§ **Brief A**:
In the article on Vermont's economic incentive programs, how much do the five programs together cost the State each year?
§ **Brief B**:
Pick up the article on Vermont's economic incentive programs after its last sentence and keep writing it.

§ **Article**:
The new Winooski skyline and associated developments is one of the beneficiaries of the Tax Increment Financing (TIF) program. VBM photo

by Timothy McQuiston, Vermont Business Magazine An investigative piece on economic development policies conducted by Vermont Auditor Doug Hoffer calls into question the efficacy of incentives undertaken by Vermont (and indeed any state). In short, Hoffer is not sure that the money they bring in exceeds the cost of the program or whether using that same money for some other program might be better spent.

Hoffer and his team also called out several well-held myths about Vermont taxes, demographics and the local business climate.

But mostly Hoffer discusses five economic incentive programs, such as the VEGI or TIF, the state engages in. Hoffer points out that this report is not an audit, which is how he usually interacts with government.

In this report released Wednesday to Governor Phil Scott and the Legislature, he says that neither he nor anyone else can quantify the value of these incentives. What he can do, however, is tell us how much they cost.

“Together, these five programs cost the State almost $14 million per year,” Hoffer says in the report. “The question is whether we know or can reasonably estimate the State’s return on such investments and if there are alternative strategies that may hold more promise.”

VEGI incentives averaged $3.6 million per year from 2012 – 2015 (latest available). In recent years, Tourism & Marketing appropriations averaged about $3.2 million per year. The VTP and RDCs average $1.3 million and $1.2 million per year, respectively. A recent JFO report found that TIF is expected to cost about $4.5 million per year going forward.

Five Incentive Programs

• The VEGI business incentive program is predicated on the applicant’s “but for” statement that reflects corporate decisions that cannot be independently verified. Therefore, it is impossible to substantiate claims about job creation by the Economic Progress Council.

• Efforts to measure the impact of Tourism and Marketing spending are hindered by the fact that public marketing expenditures are dwarfed by private sector spending and there is no way to assess the relative impacts of each. The Department’s primary performance measure is Rooms and Meals tax revenues, but there is no correlation between public expenditures and state revenues.

Vermont Training Program (VTP) grants are based on unsubstantiated claims by applicants that the trainings are supplemental and not replacement (i.e., taxpayers should not pay for trainings that would have occurred anyway). VTP’s main performance measure is the increase in wages for trainees, but the methodology is flawed so the data is unreliable.

• It is difficult to measure the effectiveness of grants to Regional Development Corporations because they are only required to report on outputs reflecting their day to day activities (e.g., business visits, meetings, maintenance of a data base, etc.).

§ **Data excerpts**:
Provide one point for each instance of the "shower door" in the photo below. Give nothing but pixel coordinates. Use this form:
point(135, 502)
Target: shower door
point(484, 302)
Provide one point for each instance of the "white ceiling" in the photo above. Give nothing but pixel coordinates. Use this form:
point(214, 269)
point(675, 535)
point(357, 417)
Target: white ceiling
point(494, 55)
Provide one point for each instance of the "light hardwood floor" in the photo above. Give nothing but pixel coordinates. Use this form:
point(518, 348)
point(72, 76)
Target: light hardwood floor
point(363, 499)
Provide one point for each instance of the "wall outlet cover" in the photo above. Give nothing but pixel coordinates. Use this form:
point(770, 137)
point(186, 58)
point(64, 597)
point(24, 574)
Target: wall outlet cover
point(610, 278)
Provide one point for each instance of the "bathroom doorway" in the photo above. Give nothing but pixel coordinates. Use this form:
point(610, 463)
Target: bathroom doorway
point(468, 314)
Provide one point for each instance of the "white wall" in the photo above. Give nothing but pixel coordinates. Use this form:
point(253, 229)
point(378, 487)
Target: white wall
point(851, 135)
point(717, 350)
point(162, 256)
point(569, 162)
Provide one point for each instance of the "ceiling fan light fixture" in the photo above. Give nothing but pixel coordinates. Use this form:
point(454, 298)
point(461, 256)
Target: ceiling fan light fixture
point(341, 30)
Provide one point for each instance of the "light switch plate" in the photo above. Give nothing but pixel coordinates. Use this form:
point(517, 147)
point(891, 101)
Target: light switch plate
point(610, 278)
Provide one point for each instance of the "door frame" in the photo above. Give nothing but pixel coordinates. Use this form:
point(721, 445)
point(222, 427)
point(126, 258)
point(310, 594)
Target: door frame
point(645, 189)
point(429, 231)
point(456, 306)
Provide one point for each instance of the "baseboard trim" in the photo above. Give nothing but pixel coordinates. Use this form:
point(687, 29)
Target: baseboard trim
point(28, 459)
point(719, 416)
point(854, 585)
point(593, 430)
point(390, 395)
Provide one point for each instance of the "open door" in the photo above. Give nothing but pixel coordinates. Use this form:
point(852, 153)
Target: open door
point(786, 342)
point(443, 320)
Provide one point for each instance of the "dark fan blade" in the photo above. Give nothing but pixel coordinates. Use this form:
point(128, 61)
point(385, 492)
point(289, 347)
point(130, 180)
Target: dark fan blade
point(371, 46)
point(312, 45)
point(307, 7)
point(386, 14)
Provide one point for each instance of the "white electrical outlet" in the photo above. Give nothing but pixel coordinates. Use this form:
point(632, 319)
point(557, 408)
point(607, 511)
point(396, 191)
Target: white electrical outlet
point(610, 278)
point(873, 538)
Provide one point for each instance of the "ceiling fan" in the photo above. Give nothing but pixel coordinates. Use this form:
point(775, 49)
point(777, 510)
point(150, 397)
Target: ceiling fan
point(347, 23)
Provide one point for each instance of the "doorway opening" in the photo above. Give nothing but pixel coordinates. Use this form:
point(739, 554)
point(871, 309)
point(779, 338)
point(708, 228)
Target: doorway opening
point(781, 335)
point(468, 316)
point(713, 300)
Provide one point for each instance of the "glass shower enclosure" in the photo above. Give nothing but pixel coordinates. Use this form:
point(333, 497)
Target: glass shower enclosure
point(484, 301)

§ **Exercise answer A**:
Almost $14 million per year.

§ **Exercise answer B**:
Tax Increment Financing (TIF) also has a “but-for” condition requiring towns to state that development would not happen as anticipated in the proposed TIF district if not for the incentive.6 This is impossible to prove.

“Incentives for businesses to invest and create jobs likely have some economic impacts,” Hoffer says, “but there is no consensus regarding whether public benefits exceed the costs for such programs. There is growing evidence that such incentives are not as effective as claimed. Recent research finds no strong correlation between incentives and state’s economic outcomes. Some estimates indicate that the average incentive would only impact incented firms’ investment decisions six percent of the time.

“Businesses consider a wide range of factors before making new investments and evidence indicates that factors outside of government control may be more important than cash or tax incentives. These include the availability of suitable labor, access to regional markets and suppliers, and the costs of a variety of other business inputs.”

Hoffer says, “Some research suggests that 80 to 90 percent of incentivized jobs would have been created without incentives.” He says other research suggests that incentives “may simply reward or subsidize behavior that likely would have occurred anyway.”

Governor Phil Scott, who supports the incentive programs, addressed the report at his weekly press conference Thursday. For the TIF program in particular, he said, “The transformation of St Albans in the last 5-10 years has been remarkable.”

He said the positive effects are evident in Springfield, Burlington’s waterfront and even in Bennington with the redevelopment of the Putnam Block. He said Millennials want to live downtown and the redevelopment of the state’s downtowns is vital to Vermont’s economic future.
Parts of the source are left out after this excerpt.